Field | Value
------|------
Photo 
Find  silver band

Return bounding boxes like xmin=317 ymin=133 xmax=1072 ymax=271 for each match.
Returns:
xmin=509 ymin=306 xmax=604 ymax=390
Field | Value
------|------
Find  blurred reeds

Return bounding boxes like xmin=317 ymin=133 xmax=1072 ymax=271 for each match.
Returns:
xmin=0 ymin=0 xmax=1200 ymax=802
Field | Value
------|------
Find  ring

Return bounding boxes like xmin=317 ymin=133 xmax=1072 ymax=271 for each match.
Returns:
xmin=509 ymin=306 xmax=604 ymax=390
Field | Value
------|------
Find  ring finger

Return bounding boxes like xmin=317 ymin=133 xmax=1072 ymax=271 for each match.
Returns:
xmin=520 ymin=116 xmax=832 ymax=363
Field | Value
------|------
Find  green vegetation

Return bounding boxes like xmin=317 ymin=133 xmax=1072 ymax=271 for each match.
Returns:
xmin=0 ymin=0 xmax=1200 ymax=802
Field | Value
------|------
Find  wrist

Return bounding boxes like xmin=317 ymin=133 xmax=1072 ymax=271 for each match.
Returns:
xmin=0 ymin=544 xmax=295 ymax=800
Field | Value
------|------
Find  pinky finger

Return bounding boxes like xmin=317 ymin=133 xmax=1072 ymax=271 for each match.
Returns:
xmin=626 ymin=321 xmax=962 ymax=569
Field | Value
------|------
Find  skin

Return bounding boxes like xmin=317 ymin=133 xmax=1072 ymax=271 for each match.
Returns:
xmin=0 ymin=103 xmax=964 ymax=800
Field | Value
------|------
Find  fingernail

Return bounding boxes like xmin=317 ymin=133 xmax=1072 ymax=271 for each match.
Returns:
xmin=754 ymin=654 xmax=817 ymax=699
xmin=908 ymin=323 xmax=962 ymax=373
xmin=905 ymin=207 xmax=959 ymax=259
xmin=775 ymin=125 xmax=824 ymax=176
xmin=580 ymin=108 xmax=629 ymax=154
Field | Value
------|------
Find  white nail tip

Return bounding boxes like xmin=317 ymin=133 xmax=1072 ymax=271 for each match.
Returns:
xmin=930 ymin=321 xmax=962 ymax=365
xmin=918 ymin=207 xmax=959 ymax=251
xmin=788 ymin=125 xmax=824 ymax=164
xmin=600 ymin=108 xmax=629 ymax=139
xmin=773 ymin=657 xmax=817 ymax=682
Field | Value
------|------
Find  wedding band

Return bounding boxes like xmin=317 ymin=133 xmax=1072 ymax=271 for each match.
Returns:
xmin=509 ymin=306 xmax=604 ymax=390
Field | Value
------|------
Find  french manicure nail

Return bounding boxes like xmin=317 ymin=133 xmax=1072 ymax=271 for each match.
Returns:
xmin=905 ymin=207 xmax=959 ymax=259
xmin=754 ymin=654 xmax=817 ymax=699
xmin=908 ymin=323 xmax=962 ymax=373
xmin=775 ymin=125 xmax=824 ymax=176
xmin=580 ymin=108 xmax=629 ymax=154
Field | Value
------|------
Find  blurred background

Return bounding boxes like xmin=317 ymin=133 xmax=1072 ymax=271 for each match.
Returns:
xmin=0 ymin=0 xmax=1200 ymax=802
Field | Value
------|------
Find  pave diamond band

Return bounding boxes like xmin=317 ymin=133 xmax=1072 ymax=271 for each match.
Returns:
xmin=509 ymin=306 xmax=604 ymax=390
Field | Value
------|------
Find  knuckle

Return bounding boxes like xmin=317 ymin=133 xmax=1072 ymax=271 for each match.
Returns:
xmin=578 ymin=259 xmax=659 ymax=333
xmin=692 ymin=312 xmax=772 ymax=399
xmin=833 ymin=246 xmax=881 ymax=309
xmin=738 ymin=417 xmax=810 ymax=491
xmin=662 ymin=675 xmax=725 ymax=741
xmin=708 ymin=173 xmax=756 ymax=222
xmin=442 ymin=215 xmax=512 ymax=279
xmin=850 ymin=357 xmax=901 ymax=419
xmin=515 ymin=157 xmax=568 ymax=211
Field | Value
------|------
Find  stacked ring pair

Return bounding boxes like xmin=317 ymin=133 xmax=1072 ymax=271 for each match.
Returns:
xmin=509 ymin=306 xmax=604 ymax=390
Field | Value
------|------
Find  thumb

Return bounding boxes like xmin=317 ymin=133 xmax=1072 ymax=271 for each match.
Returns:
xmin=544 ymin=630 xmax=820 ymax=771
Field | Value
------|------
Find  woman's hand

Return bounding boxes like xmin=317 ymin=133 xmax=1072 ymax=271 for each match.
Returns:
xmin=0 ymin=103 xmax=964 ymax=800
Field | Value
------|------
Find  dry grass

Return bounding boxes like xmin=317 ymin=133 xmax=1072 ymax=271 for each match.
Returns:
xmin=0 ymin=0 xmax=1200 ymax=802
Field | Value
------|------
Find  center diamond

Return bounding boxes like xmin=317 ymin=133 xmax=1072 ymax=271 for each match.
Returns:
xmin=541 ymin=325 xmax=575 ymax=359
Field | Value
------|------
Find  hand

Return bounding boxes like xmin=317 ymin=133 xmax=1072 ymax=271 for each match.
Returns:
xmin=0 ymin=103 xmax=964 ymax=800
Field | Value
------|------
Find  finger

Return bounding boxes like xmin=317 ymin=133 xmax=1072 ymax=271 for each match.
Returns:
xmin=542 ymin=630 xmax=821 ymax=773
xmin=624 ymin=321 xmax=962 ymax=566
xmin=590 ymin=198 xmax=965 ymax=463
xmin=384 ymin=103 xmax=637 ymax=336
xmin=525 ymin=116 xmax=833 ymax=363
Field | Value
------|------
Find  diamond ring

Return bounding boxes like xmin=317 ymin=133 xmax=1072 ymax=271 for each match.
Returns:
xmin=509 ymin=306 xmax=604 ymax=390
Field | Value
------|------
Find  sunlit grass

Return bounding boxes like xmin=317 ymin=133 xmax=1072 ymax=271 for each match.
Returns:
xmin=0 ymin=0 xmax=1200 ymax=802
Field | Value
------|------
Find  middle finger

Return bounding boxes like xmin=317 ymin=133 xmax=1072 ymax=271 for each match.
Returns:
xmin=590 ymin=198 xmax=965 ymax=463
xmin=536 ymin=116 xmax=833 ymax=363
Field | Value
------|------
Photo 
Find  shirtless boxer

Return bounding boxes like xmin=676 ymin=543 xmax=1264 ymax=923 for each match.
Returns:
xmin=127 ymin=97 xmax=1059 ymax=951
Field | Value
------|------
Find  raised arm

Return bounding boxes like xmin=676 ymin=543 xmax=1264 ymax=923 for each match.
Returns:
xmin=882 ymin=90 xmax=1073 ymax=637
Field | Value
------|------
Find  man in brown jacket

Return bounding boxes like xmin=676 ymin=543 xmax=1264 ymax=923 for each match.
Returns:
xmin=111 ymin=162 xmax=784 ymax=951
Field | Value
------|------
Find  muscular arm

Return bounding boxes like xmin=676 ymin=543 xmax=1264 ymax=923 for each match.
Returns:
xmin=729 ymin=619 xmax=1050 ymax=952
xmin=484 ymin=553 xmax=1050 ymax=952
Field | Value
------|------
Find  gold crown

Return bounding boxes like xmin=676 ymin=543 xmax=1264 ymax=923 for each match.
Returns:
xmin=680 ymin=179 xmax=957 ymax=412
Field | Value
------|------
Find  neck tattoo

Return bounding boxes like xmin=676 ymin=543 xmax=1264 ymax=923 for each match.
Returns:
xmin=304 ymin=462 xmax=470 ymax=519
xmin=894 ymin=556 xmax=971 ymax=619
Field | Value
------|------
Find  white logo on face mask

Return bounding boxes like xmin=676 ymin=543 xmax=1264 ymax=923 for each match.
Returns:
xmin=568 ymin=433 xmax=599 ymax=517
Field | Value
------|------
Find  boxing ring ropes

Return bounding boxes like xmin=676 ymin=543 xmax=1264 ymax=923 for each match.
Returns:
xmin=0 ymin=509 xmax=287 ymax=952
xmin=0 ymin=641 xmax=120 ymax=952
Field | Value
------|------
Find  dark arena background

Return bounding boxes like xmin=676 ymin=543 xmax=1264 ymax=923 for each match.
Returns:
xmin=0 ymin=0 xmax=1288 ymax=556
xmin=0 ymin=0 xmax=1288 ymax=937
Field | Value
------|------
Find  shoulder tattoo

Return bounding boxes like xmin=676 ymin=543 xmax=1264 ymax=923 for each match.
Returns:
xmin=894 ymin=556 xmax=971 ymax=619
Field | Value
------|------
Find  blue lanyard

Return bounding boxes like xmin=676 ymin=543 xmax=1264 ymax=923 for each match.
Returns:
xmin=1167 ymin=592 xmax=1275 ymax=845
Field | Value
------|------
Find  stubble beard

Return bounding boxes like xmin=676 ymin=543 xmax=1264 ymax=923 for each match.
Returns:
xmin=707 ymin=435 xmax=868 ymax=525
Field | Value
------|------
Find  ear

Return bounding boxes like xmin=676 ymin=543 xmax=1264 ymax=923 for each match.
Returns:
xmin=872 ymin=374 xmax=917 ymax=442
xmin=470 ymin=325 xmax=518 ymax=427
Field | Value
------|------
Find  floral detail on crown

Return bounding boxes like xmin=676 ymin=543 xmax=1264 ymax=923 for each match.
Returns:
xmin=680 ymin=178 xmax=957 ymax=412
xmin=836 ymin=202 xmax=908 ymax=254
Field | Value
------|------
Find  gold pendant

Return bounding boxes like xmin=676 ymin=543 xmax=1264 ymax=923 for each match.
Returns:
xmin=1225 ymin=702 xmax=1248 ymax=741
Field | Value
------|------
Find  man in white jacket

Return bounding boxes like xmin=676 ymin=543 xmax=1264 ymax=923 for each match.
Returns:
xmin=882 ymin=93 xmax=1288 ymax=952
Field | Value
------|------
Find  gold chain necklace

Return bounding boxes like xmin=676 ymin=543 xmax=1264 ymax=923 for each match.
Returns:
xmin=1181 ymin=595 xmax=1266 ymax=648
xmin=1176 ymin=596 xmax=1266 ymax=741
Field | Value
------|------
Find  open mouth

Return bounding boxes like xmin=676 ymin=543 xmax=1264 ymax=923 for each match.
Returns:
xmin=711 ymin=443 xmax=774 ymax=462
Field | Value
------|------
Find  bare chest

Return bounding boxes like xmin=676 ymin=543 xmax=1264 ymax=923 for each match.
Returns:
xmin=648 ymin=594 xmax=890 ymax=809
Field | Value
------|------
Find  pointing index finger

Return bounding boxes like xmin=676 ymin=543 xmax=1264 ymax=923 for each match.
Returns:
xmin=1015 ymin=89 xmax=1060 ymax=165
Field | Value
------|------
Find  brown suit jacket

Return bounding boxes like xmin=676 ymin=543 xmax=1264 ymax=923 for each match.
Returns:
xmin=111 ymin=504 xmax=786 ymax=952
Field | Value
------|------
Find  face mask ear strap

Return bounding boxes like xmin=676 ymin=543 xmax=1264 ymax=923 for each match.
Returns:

******

### What this task involves
Report every line above that contains the word "blurred", copying each one in full.

### Result for this exercise
Find  blurred reeds
Find  blurred background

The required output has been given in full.